# start of Page text
There is a legend accounting for this petrified couple. It seems that
the vicar of a neighbouring parish had business with his bishop at the
Palace of Exeter. He set out late in the afternoon, on horseback, for
the city, accompanied by the parish clerk, and, a storm coming on, they
promptly lost their way in the mist and rain; the incessant flashes of
lightning, brilliant as they were, would not have sufficed for them to
regain their road, even had their horses been less terrified. The vicar
was speedily drenched to the skin. “Damme,” says he, “there’s not a
soul at hand of whom to inquire our way in this misbegotten wilderness.
I’d take the devil himself for a guide if he were here.”

No sooner had the vicar uttered this profane sentiment, than they
heard, above the howling of the storm, the clattering sound of a
horse’s hoofs, and a prolonged flash of lightning showed them an old
gentleman, clad in sombre garments, cantering past on his mare. The
clerk hailed him, and he drew rein.

“I suspect, sir,” said he, addressing himself to the vicar, “you have
lost your way. Can I be of any service to you? If so, pray command me,
for it is ill wandering abroad on such a wild night.”

“Sir,” said the vicar, who was, indeed, no mealy-mouthed man, for all
his holy office, “we have lost our road, and are wet through,” adding,
“this is the most damnable night that ever I have had the ill fortune
to travel in.”

“You may well say that,” rejoined the old gentleman briskly, with a
complacent smile; “but allow me to put you in the right way.”

In scarcely five minutes from their encounter, the party drew rein
before a cosy inn. The vicar, the clerk, and their guide dismounted,
and sending their riding cloaks to the kitchen fire to dry, sat down to
a bowl of punch. They caroused until a late hour, while the storm raged
unceasingly without.

At length the vicar rose, saying, “Storm or no storm, he must be going,
for he had important business that demanded his presence at Exeter
early the following morning.”

“Well,” said the old gentleman, “if you are so resolved, I will
accompany you, for I make no doubt that without my company you would
soon go astray again. Fortunately my way runs with your own.”

The three set out again, and rode some distance, until they heard the
roar of the sea even above the shrieking of the gale, and felt the
flecks of sea-foam upon their cheeks.

“Man,” said the vicar, in a rage, as a more than usually vivid flash
of lightning showed them to be upon the verge of a tall cliff, “do you
know what you are doing--bringing us to these fearful rocks?”

“Yes,” replied the stranger, “this is my road,” and he laid his hand
upon the vicar’s shoulder.

“Take your hand off,” yelled the vicar, “it’s devilish hot,” as indeed
it must have been, for where the old man’s hand had been placed there
rose up a thin curl of smoke from scorched cloth.
# end of Page text
# start of Data supplied
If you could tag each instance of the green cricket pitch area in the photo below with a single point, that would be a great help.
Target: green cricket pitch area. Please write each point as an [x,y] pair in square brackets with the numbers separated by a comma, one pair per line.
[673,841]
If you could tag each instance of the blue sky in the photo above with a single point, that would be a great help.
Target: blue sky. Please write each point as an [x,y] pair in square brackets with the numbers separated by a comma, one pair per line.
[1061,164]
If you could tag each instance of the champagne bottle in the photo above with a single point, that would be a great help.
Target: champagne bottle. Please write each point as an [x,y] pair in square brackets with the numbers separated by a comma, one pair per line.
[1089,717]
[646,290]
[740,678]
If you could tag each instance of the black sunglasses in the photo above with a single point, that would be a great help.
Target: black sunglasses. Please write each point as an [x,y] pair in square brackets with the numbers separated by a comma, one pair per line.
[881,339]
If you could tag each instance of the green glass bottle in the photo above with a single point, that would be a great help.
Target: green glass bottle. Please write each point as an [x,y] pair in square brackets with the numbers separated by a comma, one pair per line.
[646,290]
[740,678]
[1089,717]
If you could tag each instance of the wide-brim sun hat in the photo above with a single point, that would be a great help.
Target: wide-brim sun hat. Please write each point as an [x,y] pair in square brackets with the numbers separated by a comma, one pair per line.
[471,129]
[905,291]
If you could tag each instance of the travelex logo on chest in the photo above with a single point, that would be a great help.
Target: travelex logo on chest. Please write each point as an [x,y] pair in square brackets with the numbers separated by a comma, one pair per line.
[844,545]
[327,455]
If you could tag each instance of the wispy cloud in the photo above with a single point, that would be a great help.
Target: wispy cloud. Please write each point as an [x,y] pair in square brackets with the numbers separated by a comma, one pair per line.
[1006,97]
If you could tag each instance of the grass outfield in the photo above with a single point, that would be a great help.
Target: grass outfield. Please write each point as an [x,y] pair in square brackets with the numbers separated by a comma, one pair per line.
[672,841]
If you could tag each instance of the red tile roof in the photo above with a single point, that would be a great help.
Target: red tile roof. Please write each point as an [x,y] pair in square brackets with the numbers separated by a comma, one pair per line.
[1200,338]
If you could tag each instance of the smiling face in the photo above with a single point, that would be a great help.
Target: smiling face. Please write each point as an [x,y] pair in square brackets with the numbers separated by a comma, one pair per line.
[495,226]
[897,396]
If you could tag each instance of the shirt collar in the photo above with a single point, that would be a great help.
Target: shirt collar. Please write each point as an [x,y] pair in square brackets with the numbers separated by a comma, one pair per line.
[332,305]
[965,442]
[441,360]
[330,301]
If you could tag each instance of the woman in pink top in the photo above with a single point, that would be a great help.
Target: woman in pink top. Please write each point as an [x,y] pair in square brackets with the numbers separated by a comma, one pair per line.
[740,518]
# end of Data supplied
Copy the passage of the legend text between "In scarcely five" and "unceasingly without.", inclusive, word for word. None of the items matter here.

[Solution]
In scarcely five minutes from their encounter, the party drew rein
before a cosy inn. The vicar, the clerk, and their guide dismounted,
and sending their riding cloaks to the kitchen fire to dry, sat down to
a bowl of punch. They caroused until a late hour, while the storm raged
unceasingly without.